> [GOAL] Output exactly the lines that run from the line with "Where can the kettle" to the end of the material, both ends included, and no other lines.

> [Dataset excerpts on object pointing]
• • •

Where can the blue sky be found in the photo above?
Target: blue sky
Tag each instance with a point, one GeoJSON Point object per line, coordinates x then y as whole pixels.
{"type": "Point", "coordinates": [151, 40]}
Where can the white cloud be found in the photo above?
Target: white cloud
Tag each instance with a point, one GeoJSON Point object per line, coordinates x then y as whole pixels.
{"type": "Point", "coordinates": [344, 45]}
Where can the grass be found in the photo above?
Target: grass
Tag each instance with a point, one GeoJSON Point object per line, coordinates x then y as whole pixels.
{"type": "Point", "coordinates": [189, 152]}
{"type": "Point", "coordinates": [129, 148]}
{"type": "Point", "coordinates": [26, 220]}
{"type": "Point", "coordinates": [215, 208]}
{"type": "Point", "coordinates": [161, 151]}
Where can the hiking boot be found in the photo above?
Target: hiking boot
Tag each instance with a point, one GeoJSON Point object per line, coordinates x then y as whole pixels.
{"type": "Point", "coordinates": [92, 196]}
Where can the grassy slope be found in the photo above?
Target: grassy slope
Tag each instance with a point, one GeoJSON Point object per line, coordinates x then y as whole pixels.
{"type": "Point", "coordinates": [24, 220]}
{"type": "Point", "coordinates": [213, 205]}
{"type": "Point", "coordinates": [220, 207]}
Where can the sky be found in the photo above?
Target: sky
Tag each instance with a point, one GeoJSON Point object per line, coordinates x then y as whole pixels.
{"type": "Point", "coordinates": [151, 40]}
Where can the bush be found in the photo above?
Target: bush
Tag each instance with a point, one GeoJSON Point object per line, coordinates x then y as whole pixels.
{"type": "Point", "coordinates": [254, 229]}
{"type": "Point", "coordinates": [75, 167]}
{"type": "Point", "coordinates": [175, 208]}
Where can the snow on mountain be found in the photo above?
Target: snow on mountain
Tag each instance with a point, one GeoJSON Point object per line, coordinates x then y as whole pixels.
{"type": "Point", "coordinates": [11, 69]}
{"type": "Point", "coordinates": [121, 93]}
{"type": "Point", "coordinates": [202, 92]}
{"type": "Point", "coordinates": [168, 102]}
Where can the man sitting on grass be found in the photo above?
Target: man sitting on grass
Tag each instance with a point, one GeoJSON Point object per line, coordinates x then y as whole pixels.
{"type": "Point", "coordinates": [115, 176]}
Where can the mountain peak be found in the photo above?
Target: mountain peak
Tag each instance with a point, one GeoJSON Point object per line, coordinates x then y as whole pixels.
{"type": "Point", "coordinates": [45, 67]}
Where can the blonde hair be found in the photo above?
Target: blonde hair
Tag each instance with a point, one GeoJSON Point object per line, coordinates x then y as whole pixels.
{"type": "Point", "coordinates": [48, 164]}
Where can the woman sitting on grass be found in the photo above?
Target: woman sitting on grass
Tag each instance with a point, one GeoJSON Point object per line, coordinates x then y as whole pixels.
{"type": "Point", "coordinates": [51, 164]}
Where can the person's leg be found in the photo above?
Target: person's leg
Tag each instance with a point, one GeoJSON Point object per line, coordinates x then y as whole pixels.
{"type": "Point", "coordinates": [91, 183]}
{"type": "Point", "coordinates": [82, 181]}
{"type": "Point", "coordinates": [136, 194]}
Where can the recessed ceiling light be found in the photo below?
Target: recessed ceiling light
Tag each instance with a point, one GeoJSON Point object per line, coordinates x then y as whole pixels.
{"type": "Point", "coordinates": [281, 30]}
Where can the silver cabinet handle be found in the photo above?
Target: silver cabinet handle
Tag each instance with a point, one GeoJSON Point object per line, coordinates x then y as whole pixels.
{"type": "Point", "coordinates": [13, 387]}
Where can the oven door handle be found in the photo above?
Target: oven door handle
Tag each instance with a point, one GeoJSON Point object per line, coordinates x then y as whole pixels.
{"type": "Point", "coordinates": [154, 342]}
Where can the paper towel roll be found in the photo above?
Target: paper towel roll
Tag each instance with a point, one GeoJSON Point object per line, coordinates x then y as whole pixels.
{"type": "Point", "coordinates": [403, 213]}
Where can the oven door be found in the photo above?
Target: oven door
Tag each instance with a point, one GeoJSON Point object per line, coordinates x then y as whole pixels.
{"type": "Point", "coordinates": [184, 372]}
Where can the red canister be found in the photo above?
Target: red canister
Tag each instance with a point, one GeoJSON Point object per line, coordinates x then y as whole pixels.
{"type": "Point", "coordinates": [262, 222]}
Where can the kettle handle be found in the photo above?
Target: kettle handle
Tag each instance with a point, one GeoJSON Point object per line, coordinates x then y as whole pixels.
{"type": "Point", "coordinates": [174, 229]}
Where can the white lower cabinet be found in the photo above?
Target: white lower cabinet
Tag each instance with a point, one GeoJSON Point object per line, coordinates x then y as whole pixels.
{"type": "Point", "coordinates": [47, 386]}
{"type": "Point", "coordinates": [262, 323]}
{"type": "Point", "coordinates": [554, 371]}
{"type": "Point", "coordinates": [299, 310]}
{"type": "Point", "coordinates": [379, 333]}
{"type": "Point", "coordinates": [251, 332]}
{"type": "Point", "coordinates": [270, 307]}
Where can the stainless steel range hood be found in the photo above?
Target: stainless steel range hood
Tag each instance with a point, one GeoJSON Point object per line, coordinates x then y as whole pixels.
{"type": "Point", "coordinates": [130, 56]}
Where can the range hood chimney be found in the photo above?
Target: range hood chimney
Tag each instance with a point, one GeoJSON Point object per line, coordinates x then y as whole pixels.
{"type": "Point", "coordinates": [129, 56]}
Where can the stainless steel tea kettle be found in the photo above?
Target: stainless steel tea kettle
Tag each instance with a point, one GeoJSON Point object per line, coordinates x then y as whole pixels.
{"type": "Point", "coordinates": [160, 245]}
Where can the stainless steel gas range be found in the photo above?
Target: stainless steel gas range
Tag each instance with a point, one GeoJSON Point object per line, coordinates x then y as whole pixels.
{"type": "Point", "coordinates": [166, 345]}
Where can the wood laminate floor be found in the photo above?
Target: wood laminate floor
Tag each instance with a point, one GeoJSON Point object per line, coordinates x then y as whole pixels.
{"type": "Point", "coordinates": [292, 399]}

• • •

> [OUTPUT BELOW]
Where can the kettle handle be found in the photo above?
Target: kettle handle
Tag each instance with a point, one GeoJSON Point object per line, coordinates x then y as whole pixels.
{"type": "Point", "coordinates": [174, 229]}
Where can the white lower cabinet be found in the photo above?
Target: white lower cabinet
Tag each instance with a point, one GeoJSON Point object per line, coordinates x then y as whole pixels.
{"type": "Point", "coordinates": [47, 386]}
{"type": "Point", "coordinates": [262, 323]}
{"type": "Point", "coordinates": [554, 371]}
{"type": "Point", "coordinates": [299, 310]}
{"type": "Point", "coordinates": [379, 333]}
{"type": "Point", "coordinates": [251, 332]}
{"type": "Point", "coordinates": [270, 307]}
Where can the stainless steel range hood be found in the photo above?
Target: stainless steel range hood
Tag each instance with a point, one GeoJSON Point object per line, coordinates x then y as whole pixels.
{"type": "Point", "coordinates": [130, 56]}
Where can the range hood chimney be found in the photo above?
Target: range hood chimney
Tag each instance with a point, one GeoJSON Point object per line, coordinates x then y as whole pixels.
{"type": "Point", "coordinates": [129, 56]}
Where can the stainless steel tea kettle be found in the photo above?
Target: stainless steel tea kettle
Tag each instance with a point, one GeoJSON Point object per line, coordinates x then y as whole pixels.
{"type": "Point", "coordinates": [160, 245]}
Where can the stainless steel gas range be found in the photo above?
Target: stainless steel gas range
Tag each instance with a point, one GeoJSON Point object per line, coordinates x then y as whole pixels.
{"type": "Point", "coordinates": [166, 345]}
Where can the wood laminate floor be found in the photo above?
Target: wood laminate floor
Tag each instance with a point, one GeoJSON Point object per line, coordinates x then y as whole pixels.
{"type": "Point", "coordinates": [292, 399]}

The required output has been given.